### TASK GOAL
Pull out every line of the records below that contains the string "pool", keeping each line whole. Case counts, so only lines with a match in the same letter case qualify.

------------------------

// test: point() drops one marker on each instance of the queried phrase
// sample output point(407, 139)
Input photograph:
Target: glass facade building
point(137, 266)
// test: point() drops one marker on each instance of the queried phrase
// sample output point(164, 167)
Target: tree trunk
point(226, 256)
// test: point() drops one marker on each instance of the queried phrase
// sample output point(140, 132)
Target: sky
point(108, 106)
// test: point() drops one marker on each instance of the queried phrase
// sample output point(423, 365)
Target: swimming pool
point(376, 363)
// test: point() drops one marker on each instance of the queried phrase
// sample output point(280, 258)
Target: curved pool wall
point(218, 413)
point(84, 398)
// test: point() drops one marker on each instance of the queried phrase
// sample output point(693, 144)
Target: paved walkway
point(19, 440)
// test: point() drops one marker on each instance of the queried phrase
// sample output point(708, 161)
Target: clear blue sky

------------------------

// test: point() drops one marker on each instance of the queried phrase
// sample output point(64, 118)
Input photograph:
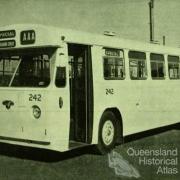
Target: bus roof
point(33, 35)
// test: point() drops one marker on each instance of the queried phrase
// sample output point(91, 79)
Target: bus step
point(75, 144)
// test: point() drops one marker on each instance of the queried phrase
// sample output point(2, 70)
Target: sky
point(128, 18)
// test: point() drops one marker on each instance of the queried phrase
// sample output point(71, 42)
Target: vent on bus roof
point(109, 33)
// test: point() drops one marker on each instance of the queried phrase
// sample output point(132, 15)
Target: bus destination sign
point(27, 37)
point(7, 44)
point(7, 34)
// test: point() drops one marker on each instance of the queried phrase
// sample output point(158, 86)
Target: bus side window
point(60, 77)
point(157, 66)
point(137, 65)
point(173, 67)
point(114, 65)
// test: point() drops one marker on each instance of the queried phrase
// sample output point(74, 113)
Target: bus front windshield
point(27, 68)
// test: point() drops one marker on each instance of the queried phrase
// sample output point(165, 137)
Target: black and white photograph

------------------------

### EXERCISE SOLUTION
Target: swimming pool
Target: curved pool wall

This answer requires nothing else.